= DIRECTIVE =
Starting with the line that contains "Precision-ag module: please detect the dense" and going on through the line that contains "xmin=530 ymin=280 xmax=1200 ymax=577", write out every line below, shifting each answer coordinate up by 21. Leave the sample coordinates in the item wording unchanged.

|---|

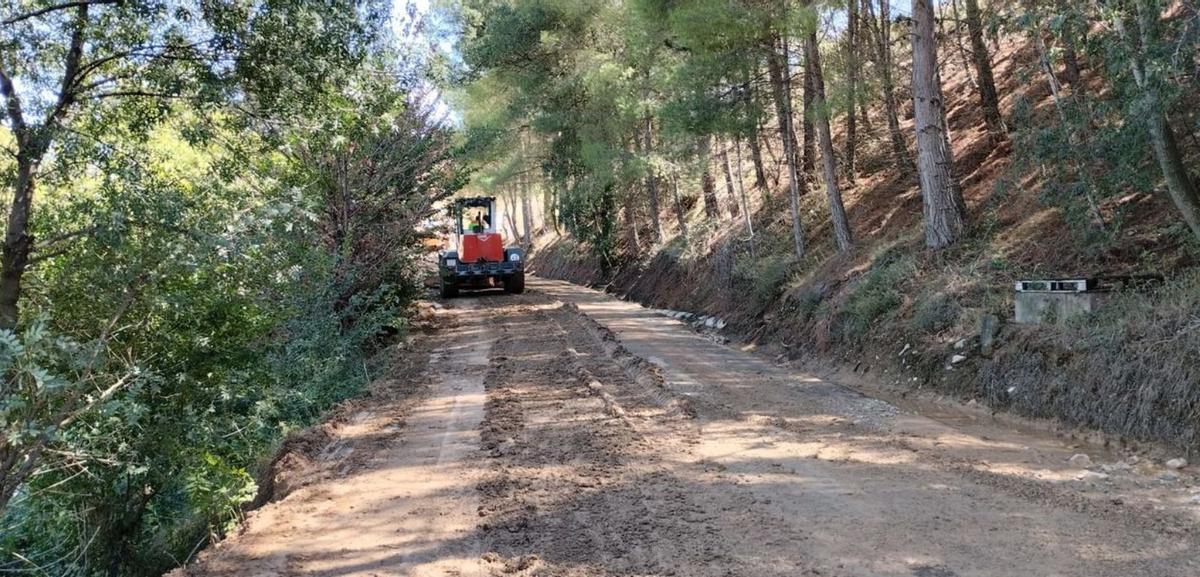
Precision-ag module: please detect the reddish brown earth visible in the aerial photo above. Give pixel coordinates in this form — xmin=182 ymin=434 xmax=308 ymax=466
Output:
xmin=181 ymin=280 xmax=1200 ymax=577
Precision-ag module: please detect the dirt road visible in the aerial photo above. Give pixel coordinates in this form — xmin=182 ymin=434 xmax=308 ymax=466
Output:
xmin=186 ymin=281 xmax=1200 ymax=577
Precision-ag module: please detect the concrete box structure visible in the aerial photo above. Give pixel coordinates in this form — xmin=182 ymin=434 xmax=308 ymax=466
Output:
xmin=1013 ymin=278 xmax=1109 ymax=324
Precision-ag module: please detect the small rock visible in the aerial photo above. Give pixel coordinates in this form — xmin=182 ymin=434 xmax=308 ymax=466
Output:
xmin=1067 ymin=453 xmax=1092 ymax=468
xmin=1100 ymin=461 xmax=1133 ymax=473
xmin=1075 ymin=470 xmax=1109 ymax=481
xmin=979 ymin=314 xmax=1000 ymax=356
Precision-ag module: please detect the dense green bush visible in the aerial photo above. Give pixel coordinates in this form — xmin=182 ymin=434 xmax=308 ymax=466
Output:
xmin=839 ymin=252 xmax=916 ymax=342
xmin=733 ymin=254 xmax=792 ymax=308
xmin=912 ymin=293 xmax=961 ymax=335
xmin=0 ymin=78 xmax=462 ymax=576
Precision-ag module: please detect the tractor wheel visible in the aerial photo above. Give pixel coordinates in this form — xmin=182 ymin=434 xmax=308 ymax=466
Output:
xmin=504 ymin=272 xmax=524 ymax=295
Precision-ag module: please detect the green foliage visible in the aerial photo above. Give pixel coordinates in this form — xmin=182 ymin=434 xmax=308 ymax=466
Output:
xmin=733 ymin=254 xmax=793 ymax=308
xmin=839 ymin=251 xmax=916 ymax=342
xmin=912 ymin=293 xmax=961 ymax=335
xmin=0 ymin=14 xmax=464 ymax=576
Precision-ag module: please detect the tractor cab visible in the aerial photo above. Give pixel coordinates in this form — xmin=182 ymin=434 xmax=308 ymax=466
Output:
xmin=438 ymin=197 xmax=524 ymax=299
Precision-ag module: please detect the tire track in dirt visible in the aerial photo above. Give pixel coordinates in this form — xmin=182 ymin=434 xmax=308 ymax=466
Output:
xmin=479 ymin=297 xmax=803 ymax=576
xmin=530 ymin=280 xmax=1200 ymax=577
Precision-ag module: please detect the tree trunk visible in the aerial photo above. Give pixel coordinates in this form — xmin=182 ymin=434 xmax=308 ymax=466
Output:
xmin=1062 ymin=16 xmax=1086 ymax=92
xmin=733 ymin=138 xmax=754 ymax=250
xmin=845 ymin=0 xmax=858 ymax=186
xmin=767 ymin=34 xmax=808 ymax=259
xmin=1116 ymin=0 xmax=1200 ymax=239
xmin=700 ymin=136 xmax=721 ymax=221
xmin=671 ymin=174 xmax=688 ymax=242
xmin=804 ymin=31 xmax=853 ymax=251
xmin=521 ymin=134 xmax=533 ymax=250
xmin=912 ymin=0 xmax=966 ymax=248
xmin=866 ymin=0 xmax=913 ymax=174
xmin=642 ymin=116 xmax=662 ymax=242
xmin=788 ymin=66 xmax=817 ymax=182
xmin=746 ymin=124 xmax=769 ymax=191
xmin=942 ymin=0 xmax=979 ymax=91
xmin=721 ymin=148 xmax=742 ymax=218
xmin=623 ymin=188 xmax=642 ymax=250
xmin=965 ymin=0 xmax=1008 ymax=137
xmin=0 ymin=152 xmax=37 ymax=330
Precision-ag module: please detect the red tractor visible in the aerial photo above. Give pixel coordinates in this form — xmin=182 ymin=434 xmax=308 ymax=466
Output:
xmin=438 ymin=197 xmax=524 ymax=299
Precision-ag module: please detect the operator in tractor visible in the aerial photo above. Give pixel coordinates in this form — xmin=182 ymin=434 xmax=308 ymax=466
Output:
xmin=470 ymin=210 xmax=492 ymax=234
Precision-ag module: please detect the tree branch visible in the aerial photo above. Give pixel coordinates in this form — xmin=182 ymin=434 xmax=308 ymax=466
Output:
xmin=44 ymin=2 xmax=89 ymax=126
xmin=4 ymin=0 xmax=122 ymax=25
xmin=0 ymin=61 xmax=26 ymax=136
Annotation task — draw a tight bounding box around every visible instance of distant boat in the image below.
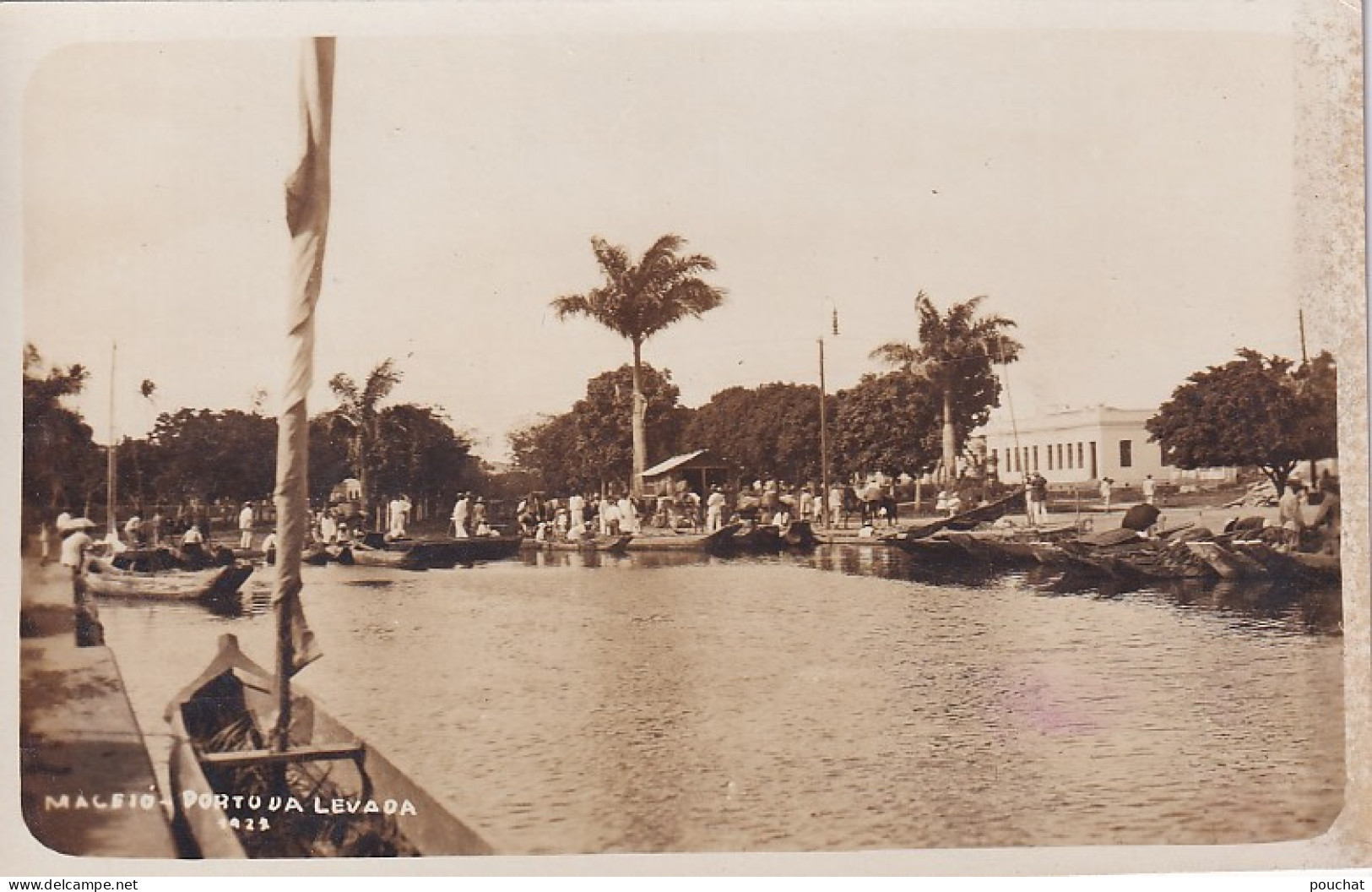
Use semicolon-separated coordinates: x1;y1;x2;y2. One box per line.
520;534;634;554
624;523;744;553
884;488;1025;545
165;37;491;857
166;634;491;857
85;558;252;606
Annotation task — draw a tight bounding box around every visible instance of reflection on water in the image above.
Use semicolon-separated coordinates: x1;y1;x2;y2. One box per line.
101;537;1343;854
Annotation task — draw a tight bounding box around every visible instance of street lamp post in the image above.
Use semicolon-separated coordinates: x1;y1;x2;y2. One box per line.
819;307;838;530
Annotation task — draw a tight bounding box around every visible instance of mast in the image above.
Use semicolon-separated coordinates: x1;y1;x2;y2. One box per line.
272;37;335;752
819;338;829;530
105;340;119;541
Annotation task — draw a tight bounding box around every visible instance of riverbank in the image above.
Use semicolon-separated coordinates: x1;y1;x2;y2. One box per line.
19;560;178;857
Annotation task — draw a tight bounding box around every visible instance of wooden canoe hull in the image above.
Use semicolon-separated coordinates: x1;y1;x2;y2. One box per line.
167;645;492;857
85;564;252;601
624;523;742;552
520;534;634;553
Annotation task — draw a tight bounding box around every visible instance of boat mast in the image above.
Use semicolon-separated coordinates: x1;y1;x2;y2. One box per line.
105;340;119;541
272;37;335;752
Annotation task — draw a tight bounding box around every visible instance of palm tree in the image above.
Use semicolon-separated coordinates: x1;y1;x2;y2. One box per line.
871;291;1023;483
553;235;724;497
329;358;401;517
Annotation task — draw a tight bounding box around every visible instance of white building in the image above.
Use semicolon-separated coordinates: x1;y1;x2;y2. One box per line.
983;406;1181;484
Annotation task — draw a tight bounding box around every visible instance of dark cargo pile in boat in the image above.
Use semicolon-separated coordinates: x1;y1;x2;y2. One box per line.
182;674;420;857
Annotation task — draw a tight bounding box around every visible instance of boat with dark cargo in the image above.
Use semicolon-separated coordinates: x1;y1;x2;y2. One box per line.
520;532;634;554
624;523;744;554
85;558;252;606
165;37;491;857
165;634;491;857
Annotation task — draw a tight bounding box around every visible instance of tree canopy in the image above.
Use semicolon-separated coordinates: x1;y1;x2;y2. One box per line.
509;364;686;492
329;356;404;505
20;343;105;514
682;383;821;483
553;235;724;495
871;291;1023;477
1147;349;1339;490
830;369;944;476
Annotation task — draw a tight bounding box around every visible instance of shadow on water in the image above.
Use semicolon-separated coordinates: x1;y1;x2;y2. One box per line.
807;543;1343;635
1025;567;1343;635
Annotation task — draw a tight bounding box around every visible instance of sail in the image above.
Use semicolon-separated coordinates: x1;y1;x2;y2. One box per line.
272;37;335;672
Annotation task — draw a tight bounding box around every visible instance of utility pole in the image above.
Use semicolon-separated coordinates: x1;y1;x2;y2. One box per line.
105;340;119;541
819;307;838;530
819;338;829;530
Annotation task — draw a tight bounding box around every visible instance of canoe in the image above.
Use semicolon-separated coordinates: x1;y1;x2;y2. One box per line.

|---|

= COMPLETE OUTPUT =
Precision-ag module: please detect the dense green bush visible in the aerial photo above. Give pixel coordinates in this form — xmin=182 ymin=434 xmax=308 ymax=466
Output:
xmin=860 ymin=273 xmax=937 ymax=363
xmin=754 ymin=275 xmax=813 ymax=329
xmin=933 ymin=314 xmax=982 ymax=356
xmin=21 ymin=99 xmax=483 ymax=597
Precision-ag module: please detect the tractor wheel visible in the aerial photo above. Give pixel coordinates in this form — xmin=182 ymin=434 xmax=308 ymax=466
Output:
xmin=525 ymin=293 xmax=545 ymax=316
Precision-ag module: please detect the green foliage visible in the aerial photo above. Give pixel coordinates in this form — xmin=182 ymin=434 xmax=308 ymax=466
Output:
xmin=754 ymin=275 xmax=814 ymax=329
xmin=860 ymin=272 xmax=937 ymax=363
xmin=933 ymin=314 xmax=982 ymax=356
xmin=21 ymin=35 xmax=485 ymax=597
Precision-ag module: please detect the tractor cab visible in the aerial photo above. Give pixel coordinates in this form — xmin=182 ymin=434 xmax=308 ymax=466
Output:
xmin=459 ymin=218 xmax=545 ymax=320
Precision-ag module: please detect the tire track in dirt visible in the aerial photo above. Give pixel coordinates in this form — xmin=182 ymin=434 xmax=308 ymax=466
Output:
xmin=500 ymin=318 xmax=824 ymax=597
xmin=551 ymin=301 xmax=1221 ymax=598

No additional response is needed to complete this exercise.